Text section:
..........

Kundra pointed to the recently launched IT Dashboard as one way to encourage these changes, contrasting it with the old Management Watch List, which Kundra called "little more than a static PDF on a Web site" that had little effect on performance. He noted that, sparked by the IT Dashboard and the Department of Veterans Affairs' massive IT portfolio review this year, the Department of Homeland Security and Department of Housing and Urban Development are also conducting their own comprehensive reviews, using the IT Dashboard to help them identify problem projects.

He said that the administration planned to roll out additional dashboards across other functional areas, as it plans to do for government openness as it ramps up its Open Government Directive, in order to push evidence-based decisions on CIOs and other government leaders.

Chopra said that Kundra and he are currently using a recent overhaul of the United States Citizenship and Immigration Services to include comparative data on document approval times at different immigration offices as an example of how agencies can use data to improve their performance and engagement with constituents at the same time, in this case by encouraging competition and by providing immigrants with useful data.

Sen. Mark Warner, D-Va., expressed concern about both data accuracy and the possibility of information overload. "We can't have imaginary Congressional districts appearing in the next round of stimulus reporting," he said, noting data quality problems in stimulus-tracking Web site Recovery.gov.

..........

Job 1: Gather every line of the records below that contains the string "sandy". Matching is case-sensitive.

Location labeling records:
..........

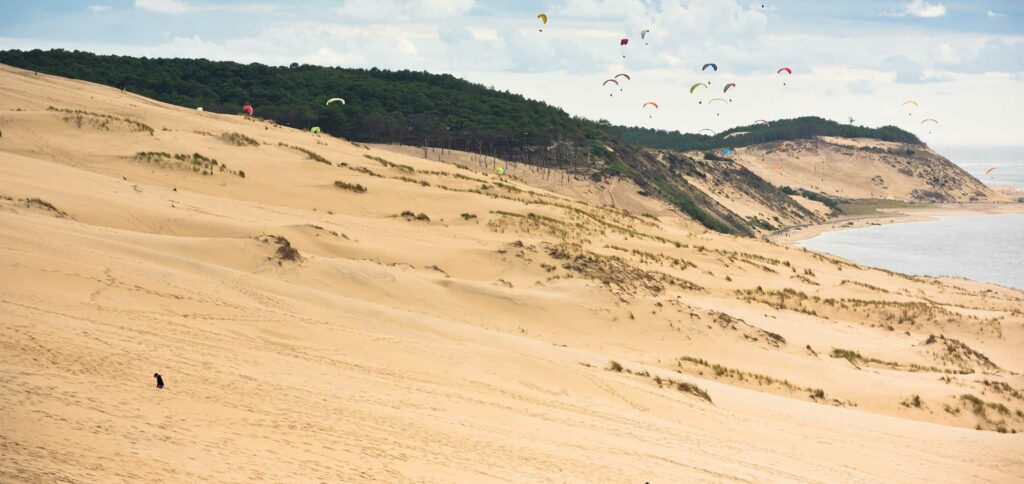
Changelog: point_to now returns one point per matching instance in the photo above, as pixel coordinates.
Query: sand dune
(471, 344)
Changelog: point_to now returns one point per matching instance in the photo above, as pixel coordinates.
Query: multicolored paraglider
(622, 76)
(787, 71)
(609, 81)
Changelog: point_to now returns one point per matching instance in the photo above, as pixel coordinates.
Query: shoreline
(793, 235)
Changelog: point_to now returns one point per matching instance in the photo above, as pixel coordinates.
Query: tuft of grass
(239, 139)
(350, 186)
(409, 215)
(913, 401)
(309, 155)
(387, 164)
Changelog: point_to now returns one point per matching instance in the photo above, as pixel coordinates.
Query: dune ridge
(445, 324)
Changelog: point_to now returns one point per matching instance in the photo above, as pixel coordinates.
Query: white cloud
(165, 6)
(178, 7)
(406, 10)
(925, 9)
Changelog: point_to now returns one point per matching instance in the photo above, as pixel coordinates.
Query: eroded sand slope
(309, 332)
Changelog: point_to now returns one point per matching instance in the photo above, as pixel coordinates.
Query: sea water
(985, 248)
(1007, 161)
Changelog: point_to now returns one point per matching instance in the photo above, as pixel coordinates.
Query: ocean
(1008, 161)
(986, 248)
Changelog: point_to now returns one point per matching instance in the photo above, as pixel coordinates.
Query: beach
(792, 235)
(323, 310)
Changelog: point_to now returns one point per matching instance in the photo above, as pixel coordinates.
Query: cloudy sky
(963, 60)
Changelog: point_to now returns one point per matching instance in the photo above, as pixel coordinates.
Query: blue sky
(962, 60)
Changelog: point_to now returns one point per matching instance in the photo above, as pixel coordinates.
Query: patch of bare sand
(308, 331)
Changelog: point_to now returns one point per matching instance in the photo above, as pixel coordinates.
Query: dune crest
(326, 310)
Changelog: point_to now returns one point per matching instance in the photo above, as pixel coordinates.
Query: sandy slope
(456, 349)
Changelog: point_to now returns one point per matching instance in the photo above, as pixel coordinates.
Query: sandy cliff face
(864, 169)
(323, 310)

..........

Job 2: Transcribe the entire IT Dashboard passage above word for word, without changing anything.

Correct response 1:
Query: sandy slope
Query: sandy cliff face

Correct response 2:
Kundra pointed to the recently launched IT Dashboard as one way to encourage these changes, contrasting it with the old Management Watch List, which Kundra called "little more than a static PDF on a Web site" that had little effect on performance. He noted that, sparked by the IT Dashboard and the Department of Veterans Affairs' massive IT portfolio review this year, the Department of Homeland Security and Department of Housing and Urban Development are also conducting their own comprehensive reviews, using the IT Dashboard to help them identify problem projects.

He said that the administration planned to roll out additional dashboards across other functional areas, as it plans to do for government openness as it ramps up its Open Government Directive, in order to push evidence-based decisions on CIOs and other government leaders.

Chopra said that Kundra and he are currently using a recent overhaul of the United States Citizenship and Immigration Services to include comparative data on document approval times at different immigration offices as an example of how agencies can use data to improve their performance and engagement with constituents at the same time, in this case by encouraging competition and by providing immigrants with useful data.

Sen. Mark Warner, D-Va., expressed concern about both data accuracy and the possibility of information overload. "We can't have imaginary Congressional districts appearing in the next round of stimulus reporting," he said, noting data quality problems in stimulus-tracking Web site Recovery.gov.